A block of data
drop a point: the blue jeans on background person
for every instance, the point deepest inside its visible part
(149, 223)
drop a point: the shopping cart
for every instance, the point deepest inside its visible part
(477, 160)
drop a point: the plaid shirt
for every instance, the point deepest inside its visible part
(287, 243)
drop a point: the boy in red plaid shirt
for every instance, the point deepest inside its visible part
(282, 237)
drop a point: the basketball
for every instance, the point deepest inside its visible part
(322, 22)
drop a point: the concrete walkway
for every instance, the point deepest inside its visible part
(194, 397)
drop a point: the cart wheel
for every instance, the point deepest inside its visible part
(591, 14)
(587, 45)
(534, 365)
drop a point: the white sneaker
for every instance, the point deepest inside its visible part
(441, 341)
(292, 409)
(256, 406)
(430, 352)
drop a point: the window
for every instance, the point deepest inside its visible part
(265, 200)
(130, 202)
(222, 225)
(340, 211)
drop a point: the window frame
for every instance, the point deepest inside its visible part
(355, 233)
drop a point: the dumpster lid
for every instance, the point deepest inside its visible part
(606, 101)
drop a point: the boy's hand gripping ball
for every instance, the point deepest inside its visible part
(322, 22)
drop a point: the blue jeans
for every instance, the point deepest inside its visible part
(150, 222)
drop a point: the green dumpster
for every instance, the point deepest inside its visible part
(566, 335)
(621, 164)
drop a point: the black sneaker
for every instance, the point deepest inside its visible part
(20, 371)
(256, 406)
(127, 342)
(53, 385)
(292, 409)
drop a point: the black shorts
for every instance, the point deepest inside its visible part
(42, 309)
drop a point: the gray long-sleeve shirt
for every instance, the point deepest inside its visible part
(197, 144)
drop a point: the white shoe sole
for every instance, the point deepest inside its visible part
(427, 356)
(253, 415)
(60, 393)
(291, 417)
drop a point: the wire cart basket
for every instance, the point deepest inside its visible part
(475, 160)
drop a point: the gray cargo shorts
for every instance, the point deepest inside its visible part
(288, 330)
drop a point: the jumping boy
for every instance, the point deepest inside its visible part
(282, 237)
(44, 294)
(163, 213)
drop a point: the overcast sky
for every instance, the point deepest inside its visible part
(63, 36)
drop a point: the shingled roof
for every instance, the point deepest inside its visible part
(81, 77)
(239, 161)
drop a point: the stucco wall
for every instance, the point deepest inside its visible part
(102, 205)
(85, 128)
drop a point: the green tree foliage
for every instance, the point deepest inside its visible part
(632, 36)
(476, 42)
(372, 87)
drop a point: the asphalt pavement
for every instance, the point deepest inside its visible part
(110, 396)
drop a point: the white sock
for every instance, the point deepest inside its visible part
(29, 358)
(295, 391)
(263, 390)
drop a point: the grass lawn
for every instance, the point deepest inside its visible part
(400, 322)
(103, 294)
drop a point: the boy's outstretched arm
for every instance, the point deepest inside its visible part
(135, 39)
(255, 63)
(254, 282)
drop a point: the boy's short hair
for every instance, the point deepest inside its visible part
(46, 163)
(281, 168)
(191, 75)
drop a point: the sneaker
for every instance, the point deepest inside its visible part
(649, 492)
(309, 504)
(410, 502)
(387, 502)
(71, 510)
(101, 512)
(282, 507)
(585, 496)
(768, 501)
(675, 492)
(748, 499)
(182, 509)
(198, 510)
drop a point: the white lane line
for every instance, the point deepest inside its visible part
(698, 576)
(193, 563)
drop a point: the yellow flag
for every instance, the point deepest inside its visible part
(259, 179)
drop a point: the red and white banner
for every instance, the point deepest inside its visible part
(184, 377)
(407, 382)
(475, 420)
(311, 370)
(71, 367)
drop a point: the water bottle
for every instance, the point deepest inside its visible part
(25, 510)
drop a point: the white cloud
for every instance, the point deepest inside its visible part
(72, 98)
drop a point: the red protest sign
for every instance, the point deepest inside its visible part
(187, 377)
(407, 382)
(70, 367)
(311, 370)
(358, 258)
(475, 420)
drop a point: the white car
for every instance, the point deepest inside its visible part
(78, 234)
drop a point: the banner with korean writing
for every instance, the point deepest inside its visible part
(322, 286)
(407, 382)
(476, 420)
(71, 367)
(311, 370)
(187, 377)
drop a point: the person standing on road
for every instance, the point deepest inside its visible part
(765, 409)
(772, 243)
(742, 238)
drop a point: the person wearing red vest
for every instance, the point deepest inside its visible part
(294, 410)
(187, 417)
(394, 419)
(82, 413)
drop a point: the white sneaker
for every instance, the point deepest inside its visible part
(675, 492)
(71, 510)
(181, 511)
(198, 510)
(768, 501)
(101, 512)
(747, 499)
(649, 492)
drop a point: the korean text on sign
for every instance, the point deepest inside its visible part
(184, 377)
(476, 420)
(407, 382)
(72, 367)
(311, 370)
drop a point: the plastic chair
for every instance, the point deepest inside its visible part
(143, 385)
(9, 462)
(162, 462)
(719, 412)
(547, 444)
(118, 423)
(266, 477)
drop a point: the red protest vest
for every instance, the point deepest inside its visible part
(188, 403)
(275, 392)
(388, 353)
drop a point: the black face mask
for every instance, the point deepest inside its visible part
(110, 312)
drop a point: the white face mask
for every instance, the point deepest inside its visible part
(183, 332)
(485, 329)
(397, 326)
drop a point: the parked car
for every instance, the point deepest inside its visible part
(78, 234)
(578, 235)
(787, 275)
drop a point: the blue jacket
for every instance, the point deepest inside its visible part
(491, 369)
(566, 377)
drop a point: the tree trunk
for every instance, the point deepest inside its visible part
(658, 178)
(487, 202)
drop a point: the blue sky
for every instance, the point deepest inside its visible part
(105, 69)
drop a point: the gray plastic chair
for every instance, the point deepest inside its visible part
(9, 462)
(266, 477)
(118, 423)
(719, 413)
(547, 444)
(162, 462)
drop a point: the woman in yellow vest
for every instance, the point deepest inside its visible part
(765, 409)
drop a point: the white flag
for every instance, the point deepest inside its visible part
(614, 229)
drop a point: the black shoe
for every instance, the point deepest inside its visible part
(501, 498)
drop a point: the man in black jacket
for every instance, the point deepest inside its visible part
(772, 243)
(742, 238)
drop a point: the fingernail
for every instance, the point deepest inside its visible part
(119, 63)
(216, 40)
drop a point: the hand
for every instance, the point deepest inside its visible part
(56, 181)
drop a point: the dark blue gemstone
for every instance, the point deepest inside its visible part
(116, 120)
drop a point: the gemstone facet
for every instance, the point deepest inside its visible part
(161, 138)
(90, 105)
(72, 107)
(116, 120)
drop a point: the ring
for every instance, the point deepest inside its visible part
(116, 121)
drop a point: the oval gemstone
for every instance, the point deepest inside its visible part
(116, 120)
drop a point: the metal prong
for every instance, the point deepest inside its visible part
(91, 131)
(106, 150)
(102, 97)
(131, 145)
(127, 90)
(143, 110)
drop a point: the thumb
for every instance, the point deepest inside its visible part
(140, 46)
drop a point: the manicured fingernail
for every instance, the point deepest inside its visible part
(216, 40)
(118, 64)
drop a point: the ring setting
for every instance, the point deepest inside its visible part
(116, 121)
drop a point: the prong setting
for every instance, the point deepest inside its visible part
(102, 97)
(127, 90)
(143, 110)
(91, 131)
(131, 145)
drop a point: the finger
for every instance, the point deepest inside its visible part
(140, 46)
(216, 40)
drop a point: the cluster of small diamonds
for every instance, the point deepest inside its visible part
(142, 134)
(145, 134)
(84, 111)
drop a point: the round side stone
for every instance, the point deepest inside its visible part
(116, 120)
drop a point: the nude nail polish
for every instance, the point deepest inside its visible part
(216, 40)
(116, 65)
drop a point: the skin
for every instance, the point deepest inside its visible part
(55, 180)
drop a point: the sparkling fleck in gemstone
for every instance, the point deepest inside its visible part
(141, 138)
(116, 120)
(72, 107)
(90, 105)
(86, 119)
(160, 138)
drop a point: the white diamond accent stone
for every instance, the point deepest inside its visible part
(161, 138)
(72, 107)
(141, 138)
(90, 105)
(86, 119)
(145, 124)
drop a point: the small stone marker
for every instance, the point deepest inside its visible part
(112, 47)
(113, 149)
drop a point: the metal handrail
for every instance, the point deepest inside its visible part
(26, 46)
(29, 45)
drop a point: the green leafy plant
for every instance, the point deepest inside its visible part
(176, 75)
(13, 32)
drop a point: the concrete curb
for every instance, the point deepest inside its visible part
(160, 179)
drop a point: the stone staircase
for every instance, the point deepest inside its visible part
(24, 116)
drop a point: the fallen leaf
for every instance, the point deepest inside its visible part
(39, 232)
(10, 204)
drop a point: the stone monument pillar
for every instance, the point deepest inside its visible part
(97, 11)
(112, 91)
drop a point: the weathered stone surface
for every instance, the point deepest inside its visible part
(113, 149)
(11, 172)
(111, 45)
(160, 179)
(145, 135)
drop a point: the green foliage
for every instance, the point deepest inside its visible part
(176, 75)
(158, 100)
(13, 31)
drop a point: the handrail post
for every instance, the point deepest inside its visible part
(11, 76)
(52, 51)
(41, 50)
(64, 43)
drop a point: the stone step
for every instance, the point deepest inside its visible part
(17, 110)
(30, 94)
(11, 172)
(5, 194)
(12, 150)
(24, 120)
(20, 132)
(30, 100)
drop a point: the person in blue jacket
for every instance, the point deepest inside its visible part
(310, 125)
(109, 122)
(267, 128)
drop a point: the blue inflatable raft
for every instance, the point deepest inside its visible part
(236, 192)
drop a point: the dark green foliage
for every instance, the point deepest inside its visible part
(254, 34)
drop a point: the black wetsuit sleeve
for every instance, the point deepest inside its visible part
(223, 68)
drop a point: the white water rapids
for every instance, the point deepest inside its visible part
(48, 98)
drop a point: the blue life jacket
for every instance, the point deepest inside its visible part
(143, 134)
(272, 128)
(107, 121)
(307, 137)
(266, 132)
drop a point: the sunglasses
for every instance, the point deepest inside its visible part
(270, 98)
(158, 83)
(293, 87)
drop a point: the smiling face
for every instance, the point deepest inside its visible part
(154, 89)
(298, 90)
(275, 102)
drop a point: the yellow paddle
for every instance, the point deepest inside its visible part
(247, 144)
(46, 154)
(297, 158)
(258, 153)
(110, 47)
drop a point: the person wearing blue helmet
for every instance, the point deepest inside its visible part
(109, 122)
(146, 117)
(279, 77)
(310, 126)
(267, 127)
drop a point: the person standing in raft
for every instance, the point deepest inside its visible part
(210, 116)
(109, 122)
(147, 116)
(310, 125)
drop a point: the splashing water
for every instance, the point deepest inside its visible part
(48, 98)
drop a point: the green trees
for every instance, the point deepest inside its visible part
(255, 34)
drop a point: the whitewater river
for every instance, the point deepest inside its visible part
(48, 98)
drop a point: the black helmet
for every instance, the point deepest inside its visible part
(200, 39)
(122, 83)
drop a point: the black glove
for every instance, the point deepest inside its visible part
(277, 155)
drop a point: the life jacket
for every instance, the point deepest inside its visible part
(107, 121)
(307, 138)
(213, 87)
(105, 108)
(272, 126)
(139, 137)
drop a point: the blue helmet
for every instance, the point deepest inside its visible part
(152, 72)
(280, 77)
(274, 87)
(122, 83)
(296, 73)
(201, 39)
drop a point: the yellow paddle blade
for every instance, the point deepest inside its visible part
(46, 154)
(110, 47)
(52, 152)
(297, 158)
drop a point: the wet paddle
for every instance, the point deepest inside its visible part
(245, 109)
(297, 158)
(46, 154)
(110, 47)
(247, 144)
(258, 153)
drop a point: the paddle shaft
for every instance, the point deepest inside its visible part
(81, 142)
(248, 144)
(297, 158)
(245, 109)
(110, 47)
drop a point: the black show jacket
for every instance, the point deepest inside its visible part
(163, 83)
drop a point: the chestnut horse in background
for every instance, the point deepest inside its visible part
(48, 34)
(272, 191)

TASK STATEMENT:
Write out, word for word, the line containing "drop a point: the life jacket" and every line after it to the end of the data above.

RESULT FOR THIS TASK:
drop a point: the life jacket
for every instance, the point deepest inside its visible part
(107, 121)
(307, 138)
(213, 87)
(105, 108)
(272, 126)
(139, 137)
drop a point: the blue helmet
for every instance, the point deepest inside its visible part
(152, 72)
(280, 77)
(274, 87)
(122, 83)
(296, 73)
(201, 39)
drop a point: the yellow paddle blade
for every instance, the point deepest inside its visible part
(46, 154)
(110, 47)
(52, 152)
(297, 158)
drop a point: the wet paddle
for every instance, the point deepest inside its visible part
(245, 109)
(297, 158)
(46, 154)
(110, 47)
(247, 144)
(258, 153)
drop a point: the paddle shaft
for every instance, the point deepest inside its visible part
(81, 142)
(248, 144)
(297, 158)
(245, 109)
(110, 47)
drop a point: the black show jacket
for every instance, the point deepest inside its visible part
(163, 83)
drop a point: the chestnut horse in background
for every instance, the point deepest inside its visible part
(48, 34)
(272, 191)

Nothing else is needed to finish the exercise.